» Task: Please switch "Indicate" to "Mark" everywhere it occurs in the listing below, leaving every other word unchanged.

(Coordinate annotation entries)
------------------------------------------------------------

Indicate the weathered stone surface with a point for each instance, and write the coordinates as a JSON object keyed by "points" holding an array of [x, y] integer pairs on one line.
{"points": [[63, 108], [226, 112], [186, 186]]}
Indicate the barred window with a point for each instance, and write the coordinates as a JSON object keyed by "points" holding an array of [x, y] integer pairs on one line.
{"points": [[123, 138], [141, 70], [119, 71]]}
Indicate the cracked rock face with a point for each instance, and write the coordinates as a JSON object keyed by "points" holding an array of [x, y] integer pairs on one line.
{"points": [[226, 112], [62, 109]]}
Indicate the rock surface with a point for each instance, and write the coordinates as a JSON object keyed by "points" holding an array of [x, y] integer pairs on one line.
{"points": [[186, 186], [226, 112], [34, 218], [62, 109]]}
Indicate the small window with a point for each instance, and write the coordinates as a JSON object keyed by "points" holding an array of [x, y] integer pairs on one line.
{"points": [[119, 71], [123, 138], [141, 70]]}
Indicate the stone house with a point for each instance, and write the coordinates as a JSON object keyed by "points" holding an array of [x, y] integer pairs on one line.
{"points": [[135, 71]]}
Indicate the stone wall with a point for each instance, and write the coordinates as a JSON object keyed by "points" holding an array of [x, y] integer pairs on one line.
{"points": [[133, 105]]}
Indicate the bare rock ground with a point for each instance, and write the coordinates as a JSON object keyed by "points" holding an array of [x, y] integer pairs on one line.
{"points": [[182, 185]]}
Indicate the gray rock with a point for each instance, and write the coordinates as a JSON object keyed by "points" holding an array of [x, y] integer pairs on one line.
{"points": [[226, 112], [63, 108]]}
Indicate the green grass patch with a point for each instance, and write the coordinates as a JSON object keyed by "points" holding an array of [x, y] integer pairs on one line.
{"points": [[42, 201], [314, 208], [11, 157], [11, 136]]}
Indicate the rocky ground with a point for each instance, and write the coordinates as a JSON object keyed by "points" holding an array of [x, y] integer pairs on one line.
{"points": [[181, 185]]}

------------------------------------------------------------

» Exercise solution:
Mark the weathered stone surface with a point for each instance, and write the coordinates as a JSON object keyed by "points" holding an array of [x, y] integer pairs on one line.
{"points": [[63, 108], [226, 112], [186, 186]]}
Mark the barred window with a point for each instance, and write the coordinates as a JSON object keyed by "points" holding an array of [x, y] integer pairs on one line.
{"points": [[123, 138], [141, 70], [119, 71]]}
Mark the cracked rock face with a point for each instance, and write the coordinates as a JSON object keyed by "points" holding an array of [x, y] integer pairs on one line.
{"points": [[226, 112], [62, 109]]}
Mark the rock surface with a point for each instance, and write the coordinates as a JSON object keyed by "points" holding an array of [x, y] integer pairs on one line.
{"points": [[186, 186], [226, 112], [34, 218], [62, 109]]}
Mark the small window with a point for each instance, and write the coordinates as a JSON object keyed by "points" holding an array of [x, y] integer pairs on one line.
{"points": [[119, 71], [123, 138], [141, 70]]}
Mark the stone house with a point for each instance, and write the coordinates as a JSON object keyed by "points" holding an array of [x, y] integer pairs on one line.
{"points": [[135, 71]]}
Mark the stone wall with a point for each instance, and write the coordinates as a JSON object keyed by "points" holding an array of [x, y] integer pairs on one line.
{"points": [[133, 105]]}
Mark the bare rock ground with a point for each instance, and write the coordinates as a JSON object keyed by "points" holding an array of [x, y] integer pairs on one line.
{"points": [[182, 185]]}
Mark the gray rock with a point for each instance, and write the coordinates as a JSON object keyed by "points" holding an array of [x, y] integer pairs on one line.
{"points": [[226, 112], [63, 108]]}
Mark the green grass patch with a point for each instance, and write the coordinates as a JSON object keyed by "points" holding an array of [x, y] integer pairs on one line.
{"points": [[42, 201], [314, 208], [11, 157], [11, 136]]}
Mark the rocky ground with a point for each instance, and write the coordinates as a JSON object keyed by "points" holding an array of [x, y] integer pairs on one line.
{"points": [[181, 185]]}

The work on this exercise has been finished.